Putin is the one escalating the war in Ukraine

Blaming the West or NATO for this dreadful conflict is shameful.

Tim Black

Tim Black

Topics Politics World

Russia has now escalated its war of aggression in Ukraine.

In a scratchy, delayed speech delivered on Wednesday morning, Russian president Vladimir Putin announced a ‘partial mobilisation’, which will initially swell the ranks of Russia’s depleted infantry with 300,000 reservists. And, predictably, he waved his nuclear weapons at those who threaten ‘the territorial integrity of our Motherland’.

The nuclear sabre-rattling is more ominous than it sounds, given that the Kremlin seems intent on turning vast swathes of eastern Ukraine into part of the ‘Motherland’ in the coming days. On Tuesday, Russian occupiers in Ukraine’s Donetsk, Luhansk, Kherson and Zaporizhzhia regions announced that they will hold referenda on Russian membership over the course of the next week. It’s fair to say Russia already knows the outcome of these ‘votes’. That means that, by the end of this month, Ukrainian forces fighting in those regions could be deemed to be threatening ‘the territorial integrity of our Motherland’, and thus attacked, as Putin put it, ‘with all the means at our disposal’. This is certainly the view of Dmitry Medvedev, the deputy head of Russia’s security council, who said that the post-referenda frontiers would be ‘irreversible’ and enable Moscow to use ‘any means’ to defend them.

Extracted data entries

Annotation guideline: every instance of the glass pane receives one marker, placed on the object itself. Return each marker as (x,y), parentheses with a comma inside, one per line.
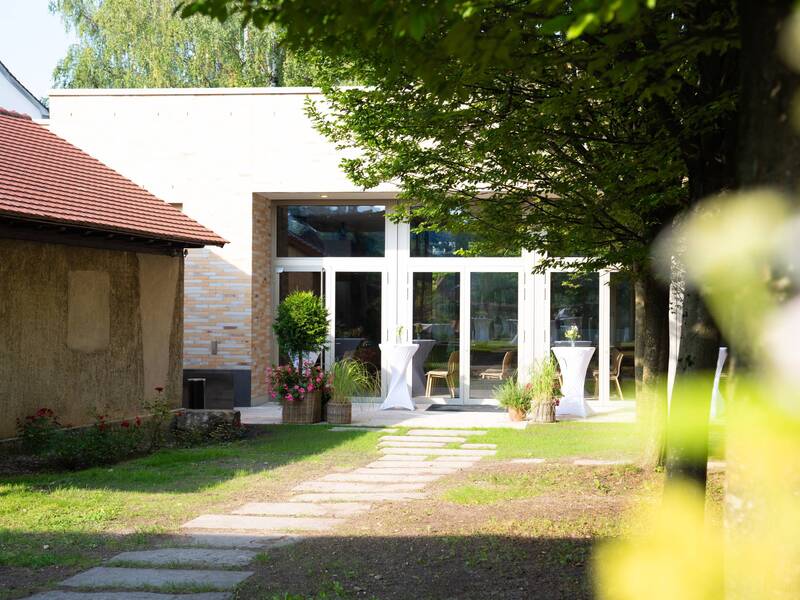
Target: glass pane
(574,304)
(331,230)
(493,329)
(306,281)
(436,329)
(623,335)
(358,318)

→ TO-DO LIST:
**a)** Answer the following questions using the article on Putin's escalation of the war in Ukraine.
(i) How many reservists will the partial mobilization initially add to Russia's infantry?
(ii) Which four regions are named as holding referenda on Russian membership?
(iii) What position does Dmitry Medvedev hold?
**b)** Carry on the article about Putin's escalation of the war in Ukraine, beginning immediately after its final sentence.

→ TASK ANSWERS:
**a)**
(i) 300,000 reservists.
(ii) Donetsk, Luhansk, Kherson and Zaporizhzhia.
(iii) He is the deputy head of Russia's security council.

**b)**
Moscow’s escalation and deepening of the conflict is not a surprise. In a war Putin dare not lose, Ukraine’s battlefield successes of the past fortnight have seriously damaged his authority. A brutal response was always coming.

The nationalist right, largely loyal to Putin, has been particularly vocal in its criticism of the Kremlin’s war effort. Last week, Ramzan Kadyrov, the Moscow-appointed leader of Chechnya, said military leaders had ‘made mistakes’, before adding: ‘We either fight or surrender, there is no third option… I’m in favour of fighting.’ Igor Girkin, a nationalist militant and former FSB officer who played no small role in the 2014 conflict in Ukraine’s east, called defence minister Sergei Shoigu ‘the cardboard marshal’ and said Russia will be defeated in Ukraine if it doesn’t declare a nationwide mobilisation.

It seems that Putin has listened to these hardliners. While he hasn’t declared a general mobilisation, the wording of the partial mobilisation decree is sufficiently vague that it is now possible for the Kremlin to call up millions of Russian men with only distant or tangential military experience.

So we have arrived at a hugely significant moment in the war. In the space of 24 hours, Moscow has decided to unilaterally annex the Donbas region via pseudo referenda; threatened to attack those repelling an invading force with nuclear weapons; and promised to mobilise vast swathes of the Russian populace in an effort to conquer a sovereign nation. In a war that was already near enough existential for both Ukraine and the Kremlin, Putin has raised the stakes even higher.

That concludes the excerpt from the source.